What the task asks >>
Copy the lines from the one with "pin: overhead wire" through the end of the items, switching "Target" to "Label" and changing nothing else.

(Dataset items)
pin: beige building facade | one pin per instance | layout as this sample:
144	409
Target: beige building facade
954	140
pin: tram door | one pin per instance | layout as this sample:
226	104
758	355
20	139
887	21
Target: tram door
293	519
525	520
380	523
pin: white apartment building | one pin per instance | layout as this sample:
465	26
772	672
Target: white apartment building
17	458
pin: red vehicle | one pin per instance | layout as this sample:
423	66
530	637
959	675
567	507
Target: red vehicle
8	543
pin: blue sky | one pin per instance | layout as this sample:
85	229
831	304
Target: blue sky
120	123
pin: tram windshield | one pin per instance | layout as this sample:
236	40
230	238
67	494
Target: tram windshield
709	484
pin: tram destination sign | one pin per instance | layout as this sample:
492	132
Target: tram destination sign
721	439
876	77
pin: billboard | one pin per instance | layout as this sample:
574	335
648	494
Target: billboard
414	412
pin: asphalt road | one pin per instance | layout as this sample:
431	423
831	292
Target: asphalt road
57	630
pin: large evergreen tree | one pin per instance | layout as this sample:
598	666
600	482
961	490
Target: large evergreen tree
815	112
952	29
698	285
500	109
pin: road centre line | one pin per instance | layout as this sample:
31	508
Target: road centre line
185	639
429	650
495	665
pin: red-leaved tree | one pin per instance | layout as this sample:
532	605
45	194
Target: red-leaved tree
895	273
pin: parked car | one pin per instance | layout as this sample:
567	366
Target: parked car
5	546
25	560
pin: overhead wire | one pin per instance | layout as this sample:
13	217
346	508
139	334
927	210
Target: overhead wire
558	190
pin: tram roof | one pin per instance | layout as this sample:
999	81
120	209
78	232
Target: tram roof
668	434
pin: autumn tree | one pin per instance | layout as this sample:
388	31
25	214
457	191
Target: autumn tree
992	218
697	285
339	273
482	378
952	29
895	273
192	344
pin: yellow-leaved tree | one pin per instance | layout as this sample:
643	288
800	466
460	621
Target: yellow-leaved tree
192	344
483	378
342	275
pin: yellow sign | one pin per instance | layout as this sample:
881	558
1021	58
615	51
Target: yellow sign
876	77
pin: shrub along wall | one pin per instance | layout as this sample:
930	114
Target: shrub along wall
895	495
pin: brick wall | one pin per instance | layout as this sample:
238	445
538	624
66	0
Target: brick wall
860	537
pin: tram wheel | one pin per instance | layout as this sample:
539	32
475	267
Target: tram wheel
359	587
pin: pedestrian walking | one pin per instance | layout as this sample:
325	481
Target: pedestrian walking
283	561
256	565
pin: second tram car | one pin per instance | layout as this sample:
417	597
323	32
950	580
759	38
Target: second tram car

Exercise response >>
pin: overhead wire | one pin per instance | layout as this sample:
13	217
346	508
139	334
927	210
Label: overhead wire
558	190
pin: tram roof | one pin per instance | layout as this sample:
999	81
120	209
78	232
Label: tram roof
668	434
pin: autumn tree | one pin per instance | layout as this sample:
388	31
25	214
457	191
Label: autumn tree
992	218
697	285
339	273
482	378
952	29
895	273
192	344
pin: yellow-leaved tree | one pin per instance | layout as this sample:
643	288
800	466
460	621
Label: yellow-leaved tree
192	344
483	378
342	275
pin: yellow sign | one pin per instance | layout as this sample:
881	558
1021	58
615	51
Label: yellow sign
876	77
pin: shrub along wall | one pin per instance | layout as this sample:
930	114
Label: shrub along wall
895	495
pin: brick wall | one pin per instance | layout as this sample:
238	445
538	624
66	0
Label: brick wall
860	537
pin: tram wheel | one pin per instance | layout as this sample:
539	32
475	267
Label: tram wheel
359	587
pin: pedestrian walking | one pin per instance | layout as this sample:
325	481
Label: pedestrian walking
283	561
256	565
pin: second tram car | one pin per instance | layout as this sample:
417	597
323	32
950	580
759	38
Label: second tram car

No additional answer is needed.